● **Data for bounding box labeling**

++++++++++

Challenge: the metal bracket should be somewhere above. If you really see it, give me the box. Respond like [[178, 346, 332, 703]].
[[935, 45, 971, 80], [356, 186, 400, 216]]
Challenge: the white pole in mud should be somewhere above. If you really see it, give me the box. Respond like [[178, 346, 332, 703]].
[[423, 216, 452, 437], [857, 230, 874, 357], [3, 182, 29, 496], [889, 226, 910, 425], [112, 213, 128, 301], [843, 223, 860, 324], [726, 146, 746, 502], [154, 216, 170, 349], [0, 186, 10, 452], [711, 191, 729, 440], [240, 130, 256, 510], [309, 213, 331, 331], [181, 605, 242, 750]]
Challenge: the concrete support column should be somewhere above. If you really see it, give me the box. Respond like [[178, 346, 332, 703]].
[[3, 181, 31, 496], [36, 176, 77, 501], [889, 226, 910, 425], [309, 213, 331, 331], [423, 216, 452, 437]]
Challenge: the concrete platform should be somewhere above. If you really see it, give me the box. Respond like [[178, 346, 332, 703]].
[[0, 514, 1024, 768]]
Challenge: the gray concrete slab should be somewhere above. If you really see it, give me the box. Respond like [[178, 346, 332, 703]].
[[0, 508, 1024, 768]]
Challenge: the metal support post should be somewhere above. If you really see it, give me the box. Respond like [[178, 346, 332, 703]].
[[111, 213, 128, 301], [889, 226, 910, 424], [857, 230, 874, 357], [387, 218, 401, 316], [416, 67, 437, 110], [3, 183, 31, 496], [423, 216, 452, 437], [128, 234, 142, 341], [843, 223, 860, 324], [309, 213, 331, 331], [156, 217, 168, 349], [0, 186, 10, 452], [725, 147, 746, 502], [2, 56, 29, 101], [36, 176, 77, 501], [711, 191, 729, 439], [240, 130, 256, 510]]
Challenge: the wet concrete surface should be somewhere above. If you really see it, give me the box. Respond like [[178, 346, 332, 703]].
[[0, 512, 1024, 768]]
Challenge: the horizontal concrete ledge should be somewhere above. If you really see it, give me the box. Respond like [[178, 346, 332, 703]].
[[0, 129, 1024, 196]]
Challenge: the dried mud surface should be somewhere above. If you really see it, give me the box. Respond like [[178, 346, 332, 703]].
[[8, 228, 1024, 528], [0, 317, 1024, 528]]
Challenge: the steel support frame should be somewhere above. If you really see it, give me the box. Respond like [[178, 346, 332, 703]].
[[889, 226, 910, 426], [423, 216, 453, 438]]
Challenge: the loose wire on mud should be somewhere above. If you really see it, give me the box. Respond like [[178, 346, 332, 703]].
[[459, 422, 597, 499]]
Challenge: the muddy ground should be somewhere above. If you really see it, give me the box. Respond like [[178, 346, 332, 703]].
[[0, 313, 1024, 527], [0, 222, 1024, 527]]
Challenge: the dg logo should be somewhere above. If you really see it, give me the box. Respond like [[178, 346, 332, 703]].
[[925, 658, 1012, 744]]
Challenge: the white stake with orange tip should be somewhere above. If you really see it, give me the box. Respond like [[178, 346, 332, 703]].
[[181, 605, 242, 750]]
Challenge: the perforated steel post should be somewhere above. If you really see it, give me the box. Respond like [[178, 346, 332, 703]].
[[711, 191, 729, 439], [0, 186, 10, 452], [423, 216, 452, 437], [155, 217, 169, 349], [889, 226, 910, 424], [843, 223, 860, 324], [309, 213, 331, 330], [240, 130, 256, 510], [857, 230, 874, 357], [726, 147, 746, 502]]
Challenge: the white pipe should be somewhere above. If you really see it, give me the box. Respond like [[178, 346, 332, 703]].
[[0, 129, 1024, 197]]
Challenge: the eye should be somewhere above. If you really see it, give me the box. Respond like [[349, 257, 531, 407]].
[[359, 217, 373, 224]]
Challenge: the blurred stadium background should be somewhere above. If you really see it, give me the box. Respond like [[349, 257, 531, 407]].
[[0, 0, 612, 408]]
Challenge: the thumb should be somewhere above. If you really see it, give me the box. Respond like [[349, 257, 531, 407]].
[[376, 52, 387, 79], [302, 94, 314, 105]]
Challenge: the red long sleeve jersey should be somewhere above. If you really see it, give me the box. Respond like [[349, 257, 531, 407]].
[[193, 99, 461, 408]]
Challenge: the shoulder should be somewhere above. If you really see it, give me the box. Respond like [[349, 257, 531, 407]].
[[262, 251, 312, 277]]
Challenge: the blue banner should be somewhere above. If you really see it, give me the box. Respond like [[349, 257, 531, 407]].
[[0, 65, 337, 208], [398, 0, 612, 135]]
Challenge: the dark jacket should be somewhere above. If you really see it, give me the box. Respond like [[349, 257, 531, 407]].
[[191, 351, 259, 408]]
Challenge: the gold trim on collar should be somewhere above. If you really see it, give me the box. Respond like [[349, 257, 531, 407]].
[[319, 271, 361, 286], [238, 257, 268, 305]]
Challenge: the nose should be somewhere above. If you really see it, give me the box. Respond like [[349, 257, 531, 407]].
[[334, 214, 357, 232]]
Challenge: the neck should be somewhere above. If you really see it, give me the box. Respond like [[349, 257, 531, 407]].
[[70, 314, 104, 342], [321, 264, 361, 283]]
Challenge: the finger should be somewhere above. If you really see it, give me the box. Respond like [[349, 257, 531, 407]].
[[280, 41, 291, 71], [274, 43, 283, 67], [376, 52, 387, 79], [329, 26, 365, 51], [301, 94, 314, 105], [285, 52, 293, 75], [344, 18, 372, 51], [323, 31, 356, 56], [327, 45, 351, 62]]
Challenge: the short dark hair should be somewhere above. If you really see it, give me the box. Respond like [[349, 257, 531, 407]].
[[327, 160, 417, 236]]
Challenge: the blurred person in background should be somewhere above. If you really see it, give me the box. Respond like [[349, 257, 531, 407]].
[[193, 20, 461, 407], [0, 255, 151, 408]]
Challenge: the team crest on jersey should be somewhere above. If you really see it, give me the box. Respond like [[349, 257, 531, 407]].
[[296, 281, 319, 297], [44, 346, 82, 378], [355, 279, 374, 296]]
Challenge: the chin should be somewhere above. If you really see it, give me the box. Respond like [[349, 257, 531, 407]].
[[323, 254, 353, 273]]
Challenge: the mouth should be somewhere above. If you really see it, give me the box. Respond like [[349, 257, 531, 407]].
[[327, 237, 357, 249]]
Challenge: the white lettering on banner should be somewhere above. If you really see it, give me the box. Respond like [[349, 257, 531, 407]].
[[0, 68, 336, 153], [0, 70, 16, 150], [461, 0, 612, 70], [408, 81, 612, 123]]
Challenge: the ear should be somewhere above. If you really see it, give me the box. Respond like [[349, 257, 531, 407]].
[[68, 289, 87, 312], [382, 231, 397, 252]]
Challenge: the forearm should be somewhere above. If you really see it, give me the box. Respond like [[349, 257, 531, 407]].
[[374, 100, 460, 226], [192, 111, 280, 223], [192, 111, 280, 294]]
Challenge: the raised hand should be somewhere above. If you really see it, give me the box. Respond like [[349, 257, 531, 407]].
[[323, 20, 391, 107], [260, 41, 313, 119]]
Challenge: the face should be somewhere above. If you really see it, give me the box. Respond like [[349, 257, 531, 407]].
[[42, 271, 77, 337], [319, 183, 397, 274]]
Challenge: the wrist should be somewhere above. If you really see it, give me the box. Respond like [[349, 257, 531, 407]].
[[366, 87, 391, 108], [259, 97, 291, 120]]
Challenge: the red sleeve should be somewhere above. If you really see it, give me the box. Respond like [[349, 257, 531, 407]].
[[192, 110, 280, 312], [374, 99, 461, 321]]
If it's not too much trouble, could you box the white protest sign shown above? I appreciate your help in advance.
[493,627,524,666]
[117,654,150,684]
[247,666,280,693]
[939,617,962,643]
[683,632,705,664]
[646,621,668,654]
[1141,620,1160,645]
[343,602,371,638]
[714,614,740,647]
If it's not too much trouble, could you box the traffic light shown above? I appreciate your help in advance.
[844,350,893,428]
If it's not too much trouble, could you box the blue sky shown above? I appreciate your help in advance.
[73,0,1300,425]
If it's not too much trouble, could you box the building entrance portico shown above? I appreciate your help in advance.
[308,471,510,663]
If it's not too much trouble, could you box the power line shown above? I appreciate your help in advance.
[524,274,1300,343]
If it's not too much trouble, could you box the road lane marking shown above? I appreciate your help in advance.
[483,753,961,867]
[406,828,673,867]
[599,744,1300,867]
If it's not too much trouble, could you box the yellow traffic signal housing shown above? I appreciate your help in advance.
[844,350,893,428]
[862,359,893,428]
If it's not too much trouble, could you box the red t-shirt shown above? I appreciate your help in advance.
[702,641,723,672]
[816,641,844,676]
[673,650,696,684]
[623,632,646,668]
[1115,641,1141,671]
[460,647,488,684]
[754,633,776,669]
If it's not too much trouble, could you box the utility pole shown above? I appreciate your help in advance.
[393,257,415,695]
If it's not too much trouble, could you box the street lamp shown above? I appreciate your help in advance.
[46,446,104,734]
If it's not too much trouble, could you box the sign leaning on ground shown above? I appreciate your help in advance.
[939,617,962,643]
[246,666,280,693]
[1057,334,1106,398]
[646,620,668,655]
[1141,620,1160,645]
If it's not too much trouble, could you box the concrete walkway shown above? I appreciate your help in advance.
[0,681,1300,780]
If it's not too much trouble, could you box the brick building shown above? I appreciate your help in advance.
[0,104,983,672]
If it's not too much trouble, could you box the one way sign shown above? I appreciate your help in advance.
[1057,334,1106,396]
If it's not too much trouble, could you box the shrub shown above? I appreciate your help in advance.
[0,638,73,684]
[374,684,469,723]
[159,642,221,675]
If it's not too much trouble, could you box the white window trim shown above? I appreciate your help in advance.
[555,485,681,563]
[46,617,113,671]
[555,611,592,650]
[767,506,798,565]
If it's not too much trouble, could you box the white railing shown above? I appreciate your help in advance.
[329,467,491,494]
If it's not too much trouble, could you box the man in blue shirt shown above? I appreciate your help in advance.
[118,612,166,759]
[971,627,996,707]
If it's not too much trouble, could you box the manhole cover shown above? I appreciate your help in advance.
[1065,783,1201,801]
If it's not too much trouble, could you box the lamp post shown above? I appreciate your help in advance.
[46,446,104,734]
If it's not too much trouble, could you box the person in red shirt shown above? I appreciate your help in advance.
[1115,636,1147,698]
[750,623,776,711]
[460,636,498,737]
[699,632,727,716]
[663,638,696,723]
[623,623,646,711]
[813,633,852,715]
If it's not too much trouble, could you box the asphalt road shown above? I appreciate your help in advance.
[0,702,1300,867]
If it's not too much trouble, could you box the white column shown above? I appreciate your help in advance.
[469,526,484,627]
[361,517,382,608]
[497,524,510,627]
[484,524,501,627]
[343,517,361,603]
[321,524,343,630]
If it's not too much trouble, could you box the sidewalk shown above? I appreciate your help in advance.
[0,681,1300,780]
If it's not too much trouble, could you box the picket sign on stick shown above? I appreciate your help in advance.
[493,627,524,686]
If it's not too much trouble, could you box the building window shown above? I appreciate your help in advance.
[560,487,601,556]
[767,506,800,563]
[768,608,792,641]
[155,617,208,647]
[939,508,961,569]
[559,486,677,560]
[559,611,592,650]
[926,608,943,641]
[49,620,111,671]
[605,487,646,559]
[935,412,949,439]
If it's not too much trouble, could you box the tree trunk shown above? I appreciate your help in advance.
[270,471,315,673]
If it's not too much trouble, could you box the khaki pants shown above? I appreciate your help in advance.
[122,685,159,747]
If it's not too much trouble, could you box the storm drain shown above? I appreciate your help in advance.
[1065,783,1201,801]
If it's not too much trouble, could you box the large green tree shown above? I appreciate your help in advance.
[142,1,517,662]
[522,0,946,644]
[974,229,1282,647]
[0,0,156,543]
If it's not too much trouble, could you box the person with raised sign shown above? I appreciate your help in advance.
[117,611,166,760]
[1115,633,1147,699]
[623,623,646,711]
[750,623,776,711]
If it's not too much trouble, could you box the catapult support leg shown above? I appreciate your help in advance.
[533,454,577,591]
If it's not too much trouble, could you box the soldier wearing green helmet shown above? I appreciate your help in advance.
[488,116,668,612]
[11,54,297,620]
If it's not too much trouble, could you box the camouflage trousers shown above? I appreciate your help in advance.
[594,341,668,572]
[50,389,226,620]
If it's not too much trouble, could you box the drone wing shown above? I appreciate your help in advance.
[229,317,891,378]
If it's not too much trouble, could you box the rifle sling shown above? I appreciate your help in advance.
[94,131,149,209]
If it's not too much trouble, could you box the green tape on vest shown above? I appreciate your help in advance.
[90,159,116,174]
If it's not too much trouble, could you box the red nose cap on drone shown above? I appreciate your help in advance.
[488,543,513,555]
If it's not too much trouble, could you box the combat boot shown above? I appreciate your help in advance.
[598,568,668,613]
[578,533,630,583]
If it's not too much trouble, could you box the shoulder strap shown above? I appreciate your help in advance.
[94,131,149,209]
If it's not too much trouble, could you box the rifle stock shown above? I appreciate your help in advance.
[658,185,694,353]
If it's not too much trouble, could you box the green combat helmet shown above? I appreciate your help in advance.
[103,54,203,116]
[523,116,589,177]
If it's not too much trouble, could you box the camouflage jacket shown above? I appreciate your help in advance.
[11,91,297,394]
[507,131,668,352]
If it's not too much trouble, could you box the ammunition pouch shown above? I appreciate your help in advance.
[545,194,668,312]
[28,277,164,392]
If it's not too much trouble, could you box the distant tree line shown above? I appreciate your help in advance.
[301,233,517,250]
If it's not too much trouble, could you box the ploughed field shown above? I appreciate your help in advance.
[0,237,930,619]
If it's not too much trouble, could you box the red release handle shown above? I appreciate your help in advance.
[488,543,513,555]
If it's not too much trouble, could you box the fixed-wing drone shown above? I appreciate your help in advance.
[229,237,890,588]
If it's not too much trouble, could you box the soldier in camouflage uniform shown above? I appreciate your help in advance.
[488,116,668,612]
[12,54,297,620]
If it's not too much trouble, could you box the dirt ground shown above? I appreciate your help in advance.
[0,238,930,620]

++++++++++

● **OBJECTIVE**
Copy the lines of the data above exactly, beginning with the line containing "Challenge: the perforated" and continuing through the line containing "[[376, 52, 387, 79], [302, 94, 314, 105]]".

● **THE ANSWER**
Challenge: the perforated steel post should be somewhere above. If you really see it, give me the box. Respond like [[178, 346, 332, 703]].
[[711, 191, 729, 439], [0, 186, 10, 452], [423, 216, 452, 437], [155, 217, 169, 349], [889, 226, 910, 424], [843, 223, 860, 324], [309, 213, 331, 330], [240, 130, 256, 510], [857, 230, 874, 357], [726, 147, 746, 502]]
Challenge: the white pipe should be somewhere above. If you really see it, give me the box. Respond like [[178, 346, 332, 703]].
[[0, 129, 1024, 197]]
Challenge: the eye should be somewhere above. If you really see it, give me the box. Respond like [[349, 257, 531, 407]].
[[359, 217, 373, 224]]
Challenge: the blurred stadium background should be somewhere above. If you really see it, give me the box. Respond like [[349, 257, 531, 407]].
[[0, 0, 612, 408]]
Challenge: the thumb should be somewhere above. If you really see it, give me the box. Respond like [[349, 257, 531, 407]].
[[376, 52, 387, 79], [302, 94, 314, 105]]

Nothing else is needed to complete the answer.